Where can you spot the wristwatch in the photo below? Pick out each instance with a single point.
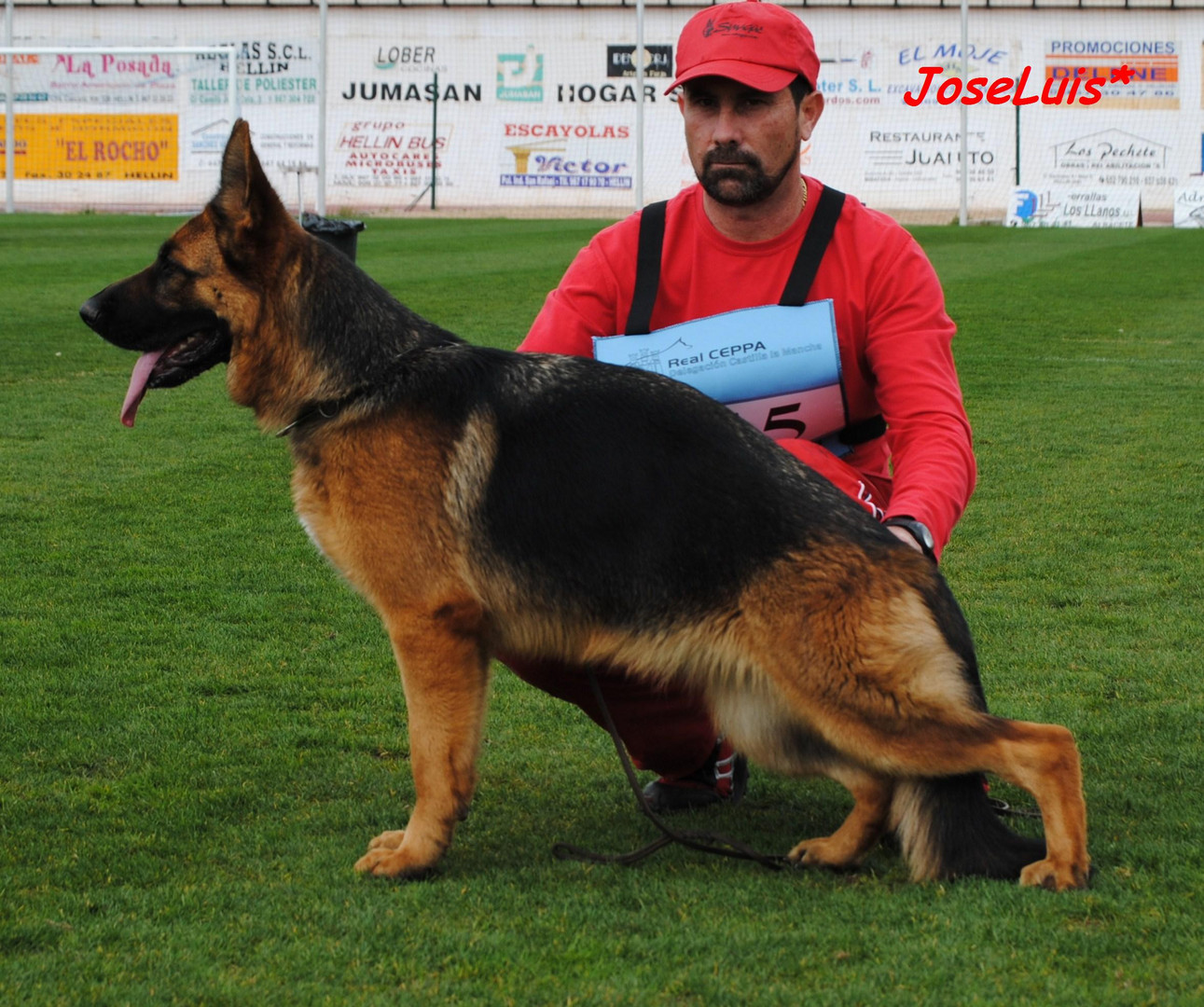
(919, 531)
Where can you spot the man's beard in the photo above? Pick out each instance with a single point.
(754, 185)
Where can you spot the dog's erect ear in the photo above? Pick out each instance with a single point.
(246, 200)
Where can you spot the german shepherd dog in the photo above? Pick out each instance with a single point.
(550, 506)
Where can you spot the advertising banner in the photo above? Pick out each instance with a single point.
(95, 147)
(1096, 207)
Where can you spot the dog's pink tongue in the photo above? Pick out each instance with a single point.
(139, 385)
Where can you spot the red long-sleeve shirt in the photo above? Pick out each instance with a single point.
(890, 317)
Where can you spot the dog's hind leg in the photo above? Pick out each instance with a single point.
(1044, 759)
(860, 832)
(445, 672)
(940, 830)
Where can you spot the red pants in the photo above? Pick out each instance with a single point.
(670, 730)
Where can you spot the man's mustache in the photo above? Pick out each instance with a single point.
(720, 157)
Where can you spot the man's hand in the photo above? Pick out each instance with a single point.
(903, 534)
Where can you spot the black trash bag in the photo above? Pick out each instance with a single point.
(343, 235)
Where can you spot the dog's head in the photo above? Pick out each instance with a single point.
(203, 295)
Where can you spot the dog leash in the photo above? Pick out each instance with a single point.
(704, 842)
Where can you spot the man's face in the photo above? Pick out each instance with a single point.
(743, 144)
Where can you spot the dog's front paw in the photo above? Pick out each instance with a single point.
(1055, 876)
(390, 840)
(389, 856)
(823, 853)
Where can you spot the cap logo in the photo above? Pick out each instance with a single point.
(728, 28)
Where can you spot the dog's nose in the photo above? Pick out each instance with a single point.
(90, 313)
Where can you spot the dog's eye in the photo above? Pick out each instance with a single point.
(170, 269)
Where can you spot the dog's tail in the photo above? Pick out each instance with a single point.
(948, 829)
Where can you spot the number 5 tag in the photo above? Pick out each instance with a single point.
(777, 366)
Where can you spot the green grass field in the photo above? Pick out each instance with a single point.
(201, 727)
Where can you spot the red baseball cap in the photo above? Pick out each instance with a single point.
(760, 45)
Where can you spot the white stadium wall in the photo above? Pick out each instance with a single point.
(537, 108)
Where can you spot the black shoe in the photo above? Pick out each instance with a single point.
(723, 779)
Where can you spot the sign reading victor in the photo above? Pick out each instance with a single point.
(566, 156)
(778, 367)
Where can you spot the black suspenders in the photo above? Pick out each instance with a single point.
(802, 276)
(648, 269)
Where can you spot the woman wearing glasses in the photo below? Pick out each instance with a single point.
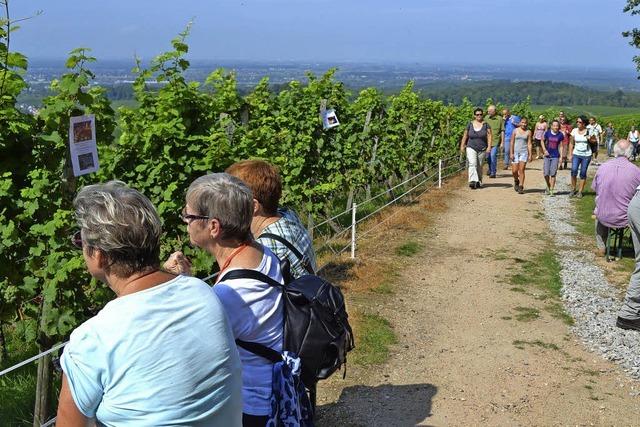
(161, 352)
(579, 155)
(477, 142)
(218, 214)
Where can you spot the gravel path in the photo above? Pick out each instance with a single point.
(463, 356)
(589, 297)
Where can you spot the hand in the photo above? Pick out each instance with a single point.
(178, 264)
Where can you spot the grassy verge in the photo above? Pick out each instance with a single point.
(539, 277)
(374, 337)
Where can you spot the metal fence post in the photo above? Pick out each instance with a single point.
(353, 231)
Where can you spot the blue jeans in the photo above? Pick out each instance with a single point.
(581, 162)
(507, 157)
(492, 161)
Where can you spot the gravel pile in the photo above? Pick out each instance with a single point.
(588, 296)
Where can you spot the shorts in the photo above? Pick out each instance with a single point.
(520, 157)
(550, 166)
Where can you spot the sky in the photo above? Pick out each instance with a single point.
(501, 32)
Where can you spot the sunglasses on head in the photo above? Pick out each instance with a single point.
(76, 239)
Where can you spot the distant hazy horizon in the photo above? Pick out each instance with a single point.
(534, 33)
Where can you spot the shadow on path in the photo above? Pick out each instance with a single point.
(384, 405)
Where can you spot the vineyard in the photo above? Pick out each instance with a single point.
(177, 131)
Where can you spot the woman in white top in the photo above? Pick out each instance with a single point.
(162, 352)
(579, 155)
(634, 138)
(218, 213)
(520, 152)
(538, 136)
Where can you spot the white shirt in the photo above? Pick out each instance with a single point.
(161, 356)
(255, 313)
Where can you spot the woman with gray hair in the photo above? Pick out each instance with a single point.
(160, 353)
(218, 214)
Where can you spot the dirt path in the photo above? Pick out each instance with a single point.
(462, 358)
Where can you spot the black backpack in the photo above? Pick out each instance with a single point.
(316, 325)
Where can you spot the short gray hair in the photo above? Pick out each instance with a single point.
(225, 198)
(623, 148)
(120, 222)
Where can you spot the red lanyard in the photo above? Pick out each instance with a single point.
(228, 261)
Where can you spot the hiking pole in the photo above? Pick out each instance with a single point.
(353, 231)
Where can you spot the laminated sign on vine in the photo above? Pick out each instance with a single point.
(82, 144)
(329, 119)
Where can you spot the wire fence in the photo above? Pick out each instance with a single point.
(445, 170)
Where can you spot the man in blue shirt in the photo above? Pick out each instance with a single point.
(510, 123)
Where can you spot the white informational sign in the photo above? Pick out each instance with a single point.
(82, 144)
(329, 119)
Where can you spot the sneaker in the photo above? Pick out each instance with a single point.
(623, 323)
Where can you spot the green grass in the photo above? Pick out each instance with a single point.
(17, 389)
(584, 210)
(384, 288)
(409, 249)
(537, 343)
(375, 335)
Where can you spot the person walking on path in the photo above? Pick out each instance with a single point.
(538, 135)
(510, 123)
(477, 141)
(520, 153)
(634, 138)
(610, 134)
(629, 315)
(496, 124)
(595, 129)
(615, 184)
(550, 144)
(580, 156)
(565, 128)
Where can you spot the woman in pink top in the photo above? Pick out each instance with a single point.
(538, 135)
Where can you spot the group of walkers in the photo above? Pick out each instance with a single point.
(556, 143)
(616, 182)
(163, 352)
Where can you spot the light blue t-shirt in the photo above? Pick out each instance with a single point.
(162, 356)
(255, 313)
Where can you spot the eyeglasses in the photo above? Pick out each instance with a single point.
(187, 218)
(76, 239)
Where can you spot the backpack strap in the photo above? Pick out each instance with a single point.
(245, 273)
(292, 248)
(253, 347)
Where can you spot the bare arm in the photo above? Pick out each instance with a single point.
(571, 143)
(463, 141)
(513, 138)
(68, 413)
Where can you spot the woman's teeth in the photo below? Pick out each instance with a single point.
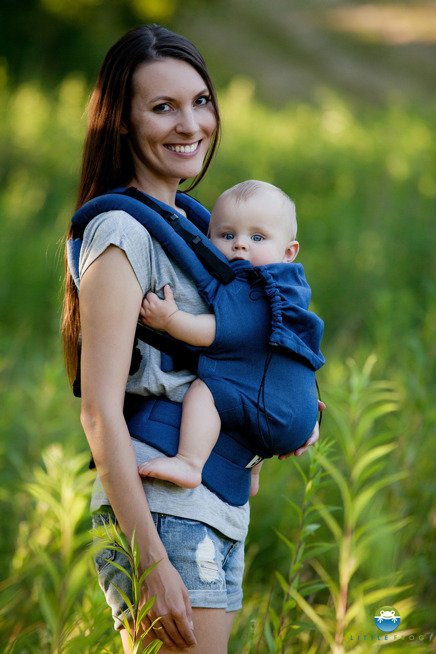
(183, 148)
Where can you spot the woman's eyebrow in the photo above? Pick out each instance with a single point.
(167, 98)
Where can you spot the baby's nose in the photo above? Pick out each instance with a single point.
(240, 243)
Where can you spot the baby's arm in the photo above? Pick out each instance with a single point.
(166, 316)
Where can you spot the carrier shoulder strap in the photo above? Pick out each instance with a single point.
(215, 265)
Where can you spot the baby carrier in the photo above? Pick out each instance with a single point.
(266, 349)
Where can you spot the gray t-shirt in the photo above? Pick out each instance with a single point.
(154, 270)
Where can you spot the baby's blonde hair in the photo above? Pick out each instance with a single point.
(244, 191)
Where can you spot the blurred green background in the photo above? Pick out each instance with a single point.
(335, 102)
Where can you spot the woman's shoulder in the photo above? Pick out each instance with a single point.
(115, 223)
(120, 229)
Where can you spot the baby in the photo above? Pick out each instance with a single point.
(254, 222)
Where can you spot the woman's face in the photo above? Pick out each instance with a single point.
(172, 121)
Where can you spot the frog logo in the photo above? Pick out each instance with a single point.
(388, 619)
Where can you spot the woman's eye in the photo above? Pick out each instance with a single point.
(202, 100)
(161, 108)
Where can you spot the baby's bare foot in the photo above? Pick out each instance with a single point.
(175, 469)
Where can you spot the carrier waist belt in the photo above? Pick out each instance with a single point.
(156, 421)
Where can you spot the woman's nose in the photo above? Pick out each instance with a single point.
(187, 123)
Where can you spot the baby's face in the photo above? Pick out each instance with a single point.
(255, 230)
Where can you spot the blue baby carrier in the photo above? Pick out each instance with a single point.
(265, 353)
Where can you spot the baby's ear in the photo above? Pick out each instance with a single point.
(291, 251)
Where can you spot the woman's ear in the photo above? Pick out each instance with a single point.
(291, 251)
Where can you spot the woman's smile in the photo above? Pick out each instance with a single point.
(172, 122)
(184, 148)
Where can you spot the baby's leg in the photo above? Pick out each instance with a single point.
(199, 432)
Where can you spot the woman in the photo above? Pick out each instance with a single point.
(154, 122)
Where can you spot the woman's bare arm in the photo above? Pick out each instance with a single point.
(110, 299)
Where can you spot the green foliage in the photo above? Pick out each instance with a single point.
(332, 587)
(365, 188)
(110, 537)
(47, 603)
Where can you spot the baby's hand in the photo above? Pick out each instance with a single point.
(155, 312)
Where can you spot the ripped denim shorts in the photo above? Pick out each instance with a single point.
(210, 564)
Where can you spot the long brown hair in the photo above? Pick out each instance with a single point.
(107, 161)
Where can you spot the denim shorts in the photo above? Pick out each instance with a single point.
(210, 564)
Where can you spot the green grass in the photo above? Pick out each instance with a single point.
(365, 187)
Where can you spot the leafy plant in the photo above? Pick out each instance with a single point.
(112, 538)
(331, 589)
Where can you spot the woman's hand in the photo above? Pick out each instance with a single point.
(172, 606)
(310, 441)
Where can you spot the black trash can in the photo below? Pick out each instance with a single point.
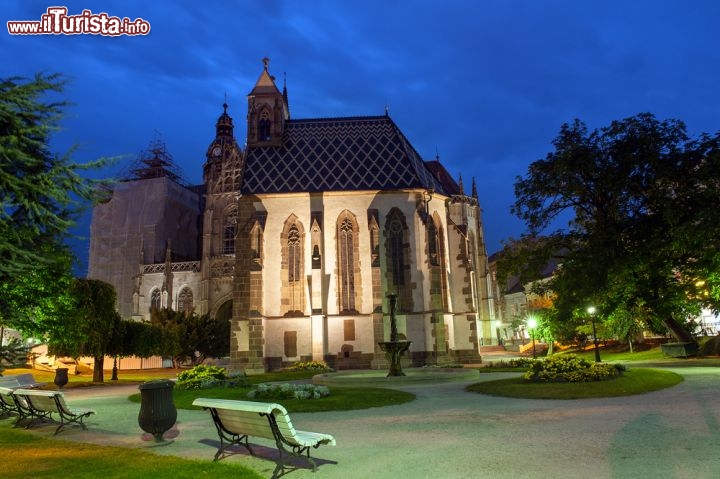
(157, 409)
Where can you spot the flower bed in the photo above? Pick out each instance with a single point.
(570, 368)
(267, 391)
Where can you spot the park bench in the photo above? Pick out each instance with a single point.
(7, 403)
(38, 406)
(25, 381)
(15, 405)
(237, 421)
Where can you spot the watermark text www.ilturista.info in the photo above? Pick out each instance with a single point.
(56, 21)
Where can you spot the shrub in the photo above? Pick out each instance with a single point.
(310, 366)
(288, 391)
(203, 377)
(570, 368)
(522, 362)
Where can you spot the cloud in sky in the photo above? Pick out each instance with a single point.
(484, 83)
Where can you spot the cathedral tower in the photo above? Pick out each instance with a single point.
(267, 111)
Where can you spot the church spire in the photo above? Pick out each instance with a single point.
(267, 110)
(224, 126)
(287, 102)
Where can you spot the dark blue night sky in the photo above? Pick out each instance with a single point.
(484, 84)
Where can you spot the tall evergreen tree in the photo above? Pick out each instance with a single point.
(41, 194)
(635, 207)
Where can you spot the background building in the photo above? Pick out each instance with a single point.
(297, 239)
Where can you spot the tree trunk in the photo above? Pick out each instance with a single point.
(678, 331)
(98, 369)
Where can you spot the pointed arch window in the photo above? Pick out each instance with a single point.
(229, 233)
(346, 235)
(292, 292)
(397, 256)
(264, 125)
(433, 244)
(396, 260)
(185, 300)
(155, 299)
(294, 255)
(256, 246)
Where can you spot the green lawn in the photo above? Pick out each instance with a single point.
(634, 381)
(340, 399)
(39, 457)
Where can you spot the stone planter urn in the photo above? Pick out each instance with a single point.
(61, 378)
(157, 409)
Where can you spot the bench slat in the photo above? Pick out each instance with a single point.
(249, 418)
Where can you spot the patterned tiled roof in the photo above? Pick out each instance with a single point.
(337, 154)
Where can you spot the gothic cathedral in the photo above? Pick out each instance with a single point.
(297, 240)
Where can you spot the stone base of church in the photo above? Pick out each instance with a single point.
(466, 356)
(359, 360)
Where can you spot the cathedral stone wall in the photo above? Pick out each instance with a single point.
(134, 228)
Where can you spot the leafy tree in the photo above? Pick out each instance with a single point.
(37, 301)
(629, 212)
(190, 337)
(41, 194)
(12, 353)
(93, 327)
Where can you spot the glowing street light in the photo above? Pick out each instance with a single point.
(532, 324)
(591, 312)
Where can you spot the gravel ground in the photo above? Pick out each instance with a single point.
(449, 433)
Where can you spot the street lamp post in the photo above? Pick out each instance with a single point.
(532, 324)
(591, 312)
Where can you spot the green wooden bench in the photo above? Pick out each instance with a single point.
(15, 381)
(237, 421)
(38, 406)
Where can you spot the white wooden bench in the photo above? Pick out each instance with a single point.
(8, 408)
(15, 381)
(237, 421)
(38, 406)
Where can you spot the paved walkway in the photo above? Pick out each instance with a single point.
(449, 433)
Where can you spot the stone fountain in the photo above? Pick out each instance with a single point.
(394, 348)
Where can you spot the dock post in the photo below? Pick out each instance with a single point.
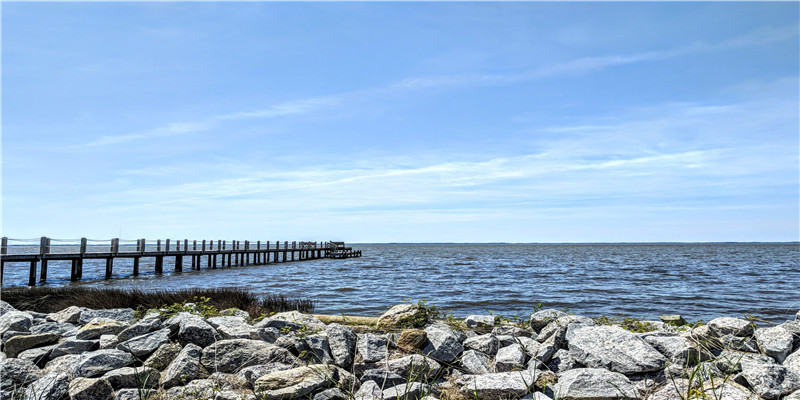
(44, 249)
(80, 260)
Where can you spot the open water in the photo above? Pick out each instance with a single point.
(698, 281)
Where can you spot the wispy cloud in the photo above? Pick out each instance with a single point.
(578, 66)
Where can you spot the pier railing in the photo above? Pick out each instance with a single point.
(220, 253)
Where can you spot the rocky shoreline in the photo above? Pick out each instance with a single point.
(187, 353)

===

→ **Objective**
Copy everything from the start of the records down to the line containing "(1096, 207)", shifting every coordinate in the answers by adding 53 to it. Keep all of those lines except the pictures, which should be left out.

→ **Solution**
Where can you spot the wristwatch in the photo below? Pick out each instance with a single point.
(972, 584)
Where can you spot the man's beard in the photo above? Pick out each instance with a single point.
(807, 238)
Where can you spot the dog's erect ear in the photo above? Pick out each instance with a single point.
(299, 253)
Where can you spot the german shepherd dog in the photo above? Pick out each instance with a single point.
(603, 559)
Where can you spot the advertising banner in the photo above? Pick out each instance with a single point.
(148, 200)
(1149, 260)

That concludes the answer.